**Input data**

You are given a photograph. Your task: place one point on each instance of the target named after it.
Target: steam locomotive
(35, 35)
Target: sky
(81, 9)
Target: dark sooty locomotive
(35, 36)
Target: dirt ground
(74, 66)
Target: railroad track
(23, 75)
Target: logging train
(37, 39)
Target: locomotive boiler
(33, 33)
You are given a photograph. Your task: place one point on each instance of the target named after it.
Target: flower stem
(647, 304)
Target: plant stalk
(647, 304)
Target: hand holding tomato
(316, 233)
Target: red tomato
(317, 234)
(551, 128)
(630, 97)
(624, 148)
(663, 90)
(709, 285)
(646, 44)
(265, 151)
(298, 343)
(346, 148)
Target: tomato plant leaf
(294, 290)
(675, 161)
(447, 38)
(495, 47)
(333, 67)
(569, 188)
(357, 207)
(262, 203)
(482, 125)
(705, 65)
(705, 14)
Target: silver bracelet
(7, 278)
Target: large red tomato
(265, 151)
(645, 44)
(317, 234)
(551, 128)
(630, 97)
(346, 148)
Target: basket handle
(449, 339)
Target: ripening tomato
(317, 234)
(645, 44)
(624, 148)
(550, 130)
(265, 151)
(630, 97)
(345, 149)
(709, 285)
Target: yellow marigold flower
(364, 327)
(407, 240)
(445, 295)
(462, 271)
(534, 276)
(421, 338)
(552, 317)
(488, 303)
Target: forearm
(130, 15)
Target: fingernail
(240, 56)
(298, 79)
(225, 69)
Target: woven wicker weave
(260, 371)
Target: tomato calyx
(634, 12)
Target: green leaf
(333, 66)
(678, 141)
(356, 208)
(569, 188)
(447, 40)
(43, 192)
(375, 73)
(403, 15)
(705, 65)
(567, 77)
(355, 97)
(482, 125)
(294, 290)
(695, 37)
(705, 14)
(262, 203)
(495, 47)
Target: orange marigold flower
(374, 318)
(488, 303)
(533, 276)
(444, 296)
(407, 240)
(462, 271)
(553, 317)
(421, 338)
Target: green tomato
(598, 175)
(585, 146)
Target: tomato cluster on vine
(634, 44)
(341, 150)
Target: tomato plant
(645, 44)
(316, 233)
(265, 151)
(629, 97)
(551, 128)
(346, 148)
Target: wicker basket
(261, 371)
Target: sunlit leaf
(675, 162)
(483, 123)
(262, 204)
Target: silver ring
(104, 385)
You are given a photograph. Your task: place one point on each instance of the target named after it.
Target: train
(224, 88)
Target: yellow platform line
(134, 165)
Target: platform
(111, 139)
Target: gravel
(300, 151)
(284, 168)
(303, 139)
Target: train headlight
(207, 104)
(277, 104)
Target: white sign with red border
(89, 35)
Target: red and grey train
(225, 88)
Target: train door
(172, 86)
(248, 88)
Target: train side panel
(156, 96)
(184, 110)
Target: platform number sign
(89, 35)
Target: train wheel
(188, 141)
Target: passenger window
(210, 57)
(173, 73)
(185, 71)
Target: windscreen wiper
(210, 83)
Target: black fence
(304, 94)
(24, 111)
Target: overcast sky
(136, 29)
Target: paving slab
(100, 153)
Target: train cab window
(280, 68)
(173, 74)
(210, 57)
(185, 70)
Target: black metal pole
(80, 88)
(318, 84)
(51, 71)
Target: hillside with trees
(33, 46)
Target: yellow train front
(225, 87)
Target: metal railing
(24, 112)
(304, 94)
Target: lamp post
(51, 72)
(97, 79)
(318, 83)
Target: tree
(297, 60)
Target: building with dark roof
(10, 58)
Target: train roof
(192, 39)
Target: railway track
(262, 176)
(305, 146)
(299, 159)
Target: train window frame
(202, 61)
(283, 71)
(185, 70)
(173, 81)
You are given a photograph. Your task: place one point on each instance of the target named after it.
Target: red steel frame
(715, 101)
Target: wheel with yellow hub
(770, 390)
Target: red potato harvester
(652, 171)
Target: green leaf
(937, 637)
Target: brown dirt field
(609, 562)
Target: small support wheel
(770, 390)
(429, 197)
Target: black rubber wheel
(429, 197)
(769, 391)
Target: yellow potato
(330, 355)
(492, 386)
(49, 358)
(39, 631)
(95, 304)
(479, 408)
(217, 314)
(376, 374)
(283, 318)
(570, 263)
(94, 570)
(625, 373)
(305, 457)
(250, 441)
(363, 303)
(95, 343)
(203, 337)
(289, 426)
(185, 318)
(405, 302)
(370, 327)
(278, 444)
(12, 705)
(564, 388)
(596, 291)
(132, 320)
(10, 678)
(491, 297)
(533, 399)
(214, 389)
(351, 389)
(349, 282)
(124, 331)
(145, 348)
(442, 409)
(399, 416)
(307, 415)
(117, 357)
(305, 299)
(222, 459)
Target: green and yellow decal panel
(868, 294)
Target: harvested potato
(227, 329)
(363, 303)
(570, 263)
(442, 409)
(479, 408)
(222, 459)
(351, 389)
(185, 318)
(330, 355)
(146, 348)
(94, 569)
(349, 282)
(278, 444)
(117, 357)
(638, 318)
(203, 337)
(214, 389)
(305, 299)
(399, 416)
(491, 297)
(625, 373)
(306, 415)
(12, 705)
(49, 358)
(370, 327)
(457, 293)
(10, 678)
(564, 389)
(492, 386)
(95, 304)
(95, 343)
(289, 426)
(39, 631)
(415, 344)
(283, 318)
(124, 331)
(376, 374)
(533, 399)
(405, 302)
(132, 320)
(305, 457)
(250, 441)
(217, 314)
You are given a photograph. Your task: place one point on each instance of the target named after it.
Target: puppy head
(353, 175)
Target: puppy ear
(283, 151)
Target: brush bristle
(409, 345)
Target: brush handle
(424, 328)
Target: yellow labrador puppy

**To do**
Express the listing as a JSON list of strings, one string per line, starting with the line that contains "Target: black rubber wheel" and running through the last line of the listing, and leave out any blank lines.

**Result**
[
  "Target: black rubber wheel",
  "(429, 197)",
  "(769, 391)",
  "Target: yellow potato",
  "(330, 355)",
  "(492, 386)",
  "(49, 358)",
  "(39, 631)",
  "(95, 304)",
  "(479, 408)",
  "(217, 314)",
  "(376, 374)",
  "(283, 318)",
  "(570, 263)",
  "(94, 570)",
  "(625, 373)",
  "(305, 457)",
  "(250, 441)",
  "(363, 303)",
  "(95, 343)",
  "(203, 337)",
  "(289, 426)",
  "(185, 318)",
  "(405, 302)",
  "(370, 327)",
  "(278, 444)",
  "(12, 705)",
  "(564, 388)",
  "(596, 291)",
  "(132, 320)",
  "(10, 678)",
  "(491, 297)",
  "(533, 399)",
  "(214, 389)",
  "(351, 389)",
  "(349, 282)",
  "(124, 331)",
  "(145, 348)",
  "(442, 409)",
  "(399, 416)",
  "(307, 415)",
  "(117, 357)",
  "(305, 299)",
  "(222, 459)",
  "Target: green and yellow decal panel",
  "(868, 294)",
  "Target: harvested potato",
  "(227, 329)",
  "(363, 303)",
  "(570, 263)",
  "(442, 409)",
  "(479, 408)",
  "(222, 459)",
  "(351, 389)",
  "(185, 318)",
  "(330, 355)",
  "(146, 348)",
  "(94, 569)",
  "(349, 282)",
  "(278, 444)",
  "(117, 357)",
  "(638, 318)",
  "(203, 337)",
  "(214, 389)",
  "(305, 299)",
  "(399, 416)",
  "(491, 297)",
  "(625, 373)",
  "(306, 415)",
  "(12, 705)",
  "(49, 358)",
  "(370, 327)",
  "(457, 293)",
  "(10, 678)",
  "(564, 389)",
  "(492, 386)",
  "(95, 304)",
  "(95, 343)",
  "(289, 426)",
  "(39, 631)",
  "(415, 344)",
  "(283, 318)",
  "(124, 331)",
  "(376, 374)",
  "(533, 399)",
  "(405, 302)",
  "(132, 320)",
  "(305, 457)",
  "(250, 441)",
  "(217, 314)",
  "You are given a photograph. Your task: place one point on each instance of the target named after it.",
  "Target: puppy head",
  "(353, 175)",
  "Target: puppy ear",
  "(283, 151)",
  "Target: brush bristle",
  "(409, 345)",
  "Target: brush handle",
  "(424, 328)",
  "Target: yellow labrador puppy"
]